EXTRACT PROVIDED
— Start —

Beginning at US 59 just east of Fairfax, Route 46 travels east through Atchison County. After 10 mi of traveling east, Route 46 enters Nodaway County and travels on the southern boundary of Bilby Ranch Lake Conservation Area for 3 more miles. Another 2 mi east, the highway crosses the Nodaway River, and shortly thereafter intersects with Route 113 about 3 mi north of Skidmore. Continuing eastward, the highway travels about 10 mi towards Maryville, on its way it crosses White Cloud Creek and passes south of the Northwest Missouri Regional Airport. It enters Maryville and travels as 1st street about 1 mi before intersecting Bus. US 71 in downtown Maryville. After continuing another mile east through town, Route 46 junctions with US 71 and US 136.

Leaving Maryville, it continues concurrent with US 136 east, where it crosses the One Hundred and Two River, passes south of Mozingo Lake, and crosses the Platte River, before reaching the point where Route 46 and US 136 separate just south of Ravenwood. Route 46 travels north through Ravenwood and heads northeasterly where it passes by Parnell and enters Worth County. A few miles after, Route 46 junctions with Route 246, east of Sheridan, and then turns east-southeast where it travels about 9 mi before reaching Grant City. Just east of Grant City, the highway intersects with US 169 and continues east about 6 mi to Allendale. Route 46 continues northeasterly in eastern Worth County to where it enters Harrison County and soon after reaches Hatfield. Route 46 travels east and southeast 9 mi to its eastern terminus at the junction with US 69 6 mi north of Eagleville.

— End —

DATA
— Start —

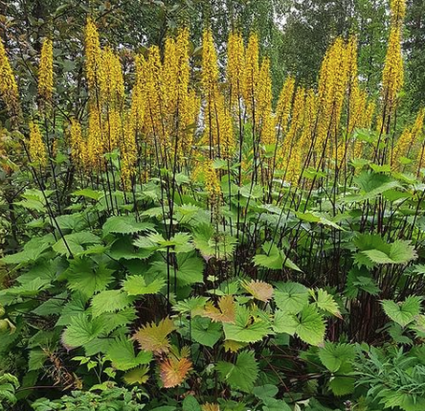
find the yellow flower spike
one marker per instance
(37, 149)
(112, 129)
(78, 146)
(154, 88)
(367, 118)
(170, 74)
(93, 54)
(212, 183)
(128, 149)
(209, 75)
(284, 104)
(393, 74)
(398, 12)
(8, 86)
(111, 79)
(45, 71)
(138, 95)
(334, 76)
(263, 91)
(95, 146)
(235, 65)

— End —

PROBLEMS TO SOLVE
(a) In the route description, which river does Route 46 cross shortly before it intersects Route 113?
(b) Write out the entries again, replacing "yellow flower spike" with "yellow bloom" and keeping everything else unchanged. Leave the picture out.
The route description and the entries come from unrelated sources.

RESULTS FOR THE EXERCISE
(a) The Nodaway River.

(b)
find the yellow bloom
one marker per instance
(37, 149)
(112, 129)
(78, 146)
(154, 88)
(367, 118)
(170, 74)
(93, 54)
(212, 183)
(128, 149)
(209, 75)
(284, 104)
(393, 74)
(398, 12)
(8, 86)
(111, 79)
(45, 71)
(138, 95)
(334, 76)
(263, 91)
(95, 146)
(235, 65)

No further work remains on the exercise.